Find each line in the records below that contains the word "trunk", and copy it out.
● ● ● ●
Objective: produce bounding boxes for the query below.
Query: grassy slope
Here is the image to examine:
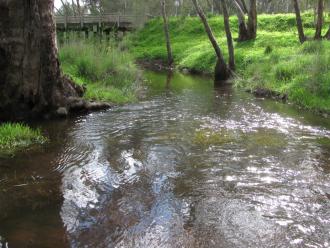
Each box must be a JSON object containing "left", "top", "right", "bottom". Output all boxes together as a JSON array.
[
  {"left": 59, "top": 39, "right": 141, "bottom": 104},
  {"left": 0, "top": 123, "right": 46, "bottom": 155},
  {"left": 130, "top": 13, "right": 330, "bottom": 113}
]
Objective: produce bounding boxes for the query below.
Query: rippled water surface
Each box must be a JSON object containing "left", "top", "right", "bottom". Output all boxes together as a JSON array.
[{"left": 1, "top": 71, "right": 330, "bottom": 248}]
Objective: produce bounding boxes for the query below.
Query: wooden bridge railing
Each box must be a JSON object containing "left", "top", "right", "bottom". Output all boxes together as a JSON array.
[{"left": 55, "top": 13, "right": 147, "bottom": 31}]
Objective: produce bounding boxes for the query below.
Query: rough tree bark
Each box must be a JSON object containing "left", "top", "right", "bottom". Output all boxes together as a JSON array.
[
  {"left": 293, "top": 0, "right": 307, "bottom": 43},
  {"left": 0, "top": 0, "right": 107, "bottom": 121},
  {"left": 314, "top": 0, "right": 324, "bottom": 39},
  {"left": 220, "top": 0, "right": 235, "bottom": 71},
  {"left": 191, "top": 0, "right": 230, "bottom": 81},
  {"left": 160, "top": 0, "right": 174, "bottom": 67}
]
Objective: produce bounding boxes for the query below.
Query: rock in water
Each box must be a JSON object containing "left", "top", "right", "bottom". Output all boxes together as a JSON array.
[{"left": 56, "top": 107, "right": 68, "bottom": 117}]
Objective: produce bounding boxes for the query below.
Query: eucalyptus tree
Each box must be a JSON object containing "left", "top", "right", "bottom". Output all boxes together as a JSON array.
[
  {"left": 325, "top": 26, "right": 330, "bottom": 40},
  {"left": 160, "top": 0, "right": 174, "bottom": 67},
  {"left": 314, "top": 0, "right": 324, "bottom": 40},
  {"left": 0, "top": 0, "right": 86, "bottom": 120},
  {"left": 231, "top": 0, "right": 257, "bottom": 41},
  {"left": 293, "top": 0, "right": 307, "bottom": 43},
  {"left": 191, "top": 0, "right": 230, "bottom": 81},
  {"left": 220, "top": 0, "right": 235, "bottom": 71}
]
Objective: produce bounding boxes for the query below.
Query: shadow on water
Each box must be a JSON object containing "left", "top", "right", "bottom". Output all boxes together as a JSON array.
[{"left": 1, "top": 70, "right": 330, "bottom": 247}]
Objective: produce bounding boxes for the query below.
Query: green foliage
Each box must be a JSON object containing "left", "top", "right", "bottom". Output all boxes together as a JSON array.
[
  {"left": 59, "top": 37, "right": 140, "bottom": 104},
  {"left": 0, "top": 123, "right": 46, "bottom": 154},
  {"left": 131, "top": 13, "right": 330, "bottom": 113}
]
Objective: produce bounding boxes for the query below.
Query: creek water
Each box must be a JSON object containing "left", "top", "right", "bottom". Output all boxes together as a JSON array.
[{"left": 0, "top": 71, "right": 330, "bottom": 248}]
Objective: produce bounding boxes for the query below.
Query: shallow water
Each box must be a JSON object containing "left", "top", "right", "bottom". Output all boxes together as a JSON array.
[{"left": 0, "top": 71, "right": 330, "bottom": 248}]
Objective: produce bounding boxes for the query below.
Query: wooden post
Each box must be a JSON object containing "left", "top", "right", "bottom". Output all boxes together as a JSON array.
[
  {"left": 64, "top": 13, "right": 67, "bottom": 30},
  {"left": 85, "top": 29, "right": 89, "bottom": 40},
  {"left": 80, "top": 14, "right": 84, "bottom": 29}
]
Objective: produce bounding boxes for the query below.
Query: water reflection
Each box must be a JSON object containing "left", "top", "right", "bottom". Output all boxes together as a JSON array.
[{"left": 1, "top": 71, "right": 330, "bottom": 247}]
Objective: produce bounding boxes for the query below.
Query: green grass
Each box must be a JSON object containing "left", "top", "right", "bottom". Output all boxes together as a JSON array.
[
  {"left": 0, "top": 123, "right": 46, "bottom": 155},
  {"left": 130, "top": 13, "right": 330, "bottom": 113},
  {"left": 59, "top": 37, "right": 141, "bottom": 104}
]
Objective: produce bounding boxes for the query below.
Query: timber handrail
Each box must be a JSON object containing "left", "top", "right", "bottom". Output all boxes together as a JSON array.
[{"left": 55, "top": 13, "right": 148, "bottom": 29}]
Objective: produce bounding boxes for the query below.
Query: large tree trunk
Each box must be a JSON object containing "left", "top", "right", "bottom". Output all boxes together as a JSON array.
[
  {"left": 160, "top": 0, "right": 174, "bottom": 67},
  {"left": 314, "top": 0, "right": 324, "bottom": 39},
  {"left": 220, "top": 0, "right": 235, "bottom": 71},
  {"left": 191, "top": 0, "right": 230, "bottom": 81},
  {"left": 0, "top": 0, "right": 87, "bottom": 121},
  {"left": 293, "top": 0, "right": 307, "bottom": 43}
]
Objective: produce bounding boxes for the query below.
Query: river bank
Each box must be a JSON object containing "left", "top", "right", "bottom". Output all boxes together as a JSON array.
[
  {"left": 1, "top": 70, "right": 330, "bottom": 247},
  {"left": 0, "top": 37, "right": 143, "bottom": 155},
  {"left": 59, "top": 38, "right": 142, "bottom": 105},
  {"left": 129, "top": 13, "right": 330, "bottom": 114},
  {"left": 5, "top": 13, "right": 329, "bottom": 155}
]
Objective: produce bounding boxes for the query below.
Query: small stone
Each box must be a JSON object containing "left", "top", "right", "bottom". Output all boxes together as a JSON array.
[{"left": 56, "top": 107, "right": 68, "bottom": 117}]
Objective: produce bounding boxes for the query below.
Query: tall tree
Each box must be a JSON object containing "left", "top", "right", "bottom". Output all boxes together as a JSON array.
[
  {"left": 0, "top": 0, "right": 86, "bottom": 120},
  {"left": 293, "top": 0, "right": 307, "bottom": 43},
  {"left": 232, "top": 0, "right": 249, "bottom": 41},
  {"left": 239, "top": 0, "right": 248, "bottom": 13},
  {"left": 247, "top": 0, "right": 257, "bottom": 39},
  {"left": 220, "top": 0, "right": 235, "bottom": 71},
  {"left": 314, "top": 0, "right": 324, "bottom": 39},
  {"left": 160, "top": 0, "right": 174, "bottom": 67},
  {"left": 232, "top": 0, "right": 257, "bottom": 41},
  {"left": 191, "top": 0, "right": 230, "bottom": 81}
]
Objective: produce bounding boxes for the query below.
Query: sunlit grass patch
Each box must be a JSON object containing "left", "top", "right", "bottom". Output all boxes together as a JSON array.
[
  {"left": 0, "top": 123, "right": 47, "bottom": 155},
  {"left": 59, "top": 38, "right": 141, "bottom": 104},
  {"left": 84, "top": 83, "right": 136, "bottom": 104},
  {"left": 132, "top": 13, "right": 330, "bottom": 113}
]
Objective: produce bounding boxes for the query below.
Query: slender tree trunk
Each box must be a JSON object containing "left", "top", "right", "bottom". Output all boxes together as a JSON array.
[
  {"left": 232, "top": 0, "right": 250, "bottom": 41},
  {"left": 160, "top": 0, "right": 174, "bottom": 67},
  {"left": 314, "top": 0, "right": 324, "bottom": 39},
  {"left": 76, "top": 0, "right": 81, "bottom": 16},
  {"left": 220, "top": 0, "right": 235, "bottom": 71},
  {"left": 0, "top": 0, "right": 86, "bottom": 120},
  {"left": 71, "top": 0, "right": 76, "bottom": 16},
  {"left": 191, "top": 0, "right": 230, "bottom": 81},
  {"left": 293, "top": 0, "right": 307, "bottom": 43},
  {"left": 240, "top": 0, "right": 248, "bottom": 13},
  {"left": 247, "top": 0, "right": 257, "bottom": 39},
  {"left": 325, "top": 25, "right": 330, "bottom": 40},
  {"left": 60, "top": 0, "right": 69, "bottom": 15}
]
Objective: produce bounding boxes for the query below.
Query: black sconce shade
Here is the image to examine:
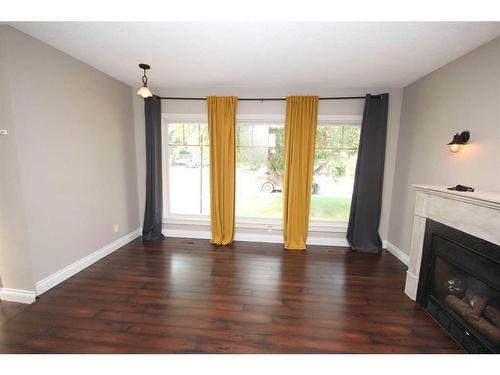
● ● ● ●
▸ **Your response**:
Query: large tree trunk
Query: slender tree trunk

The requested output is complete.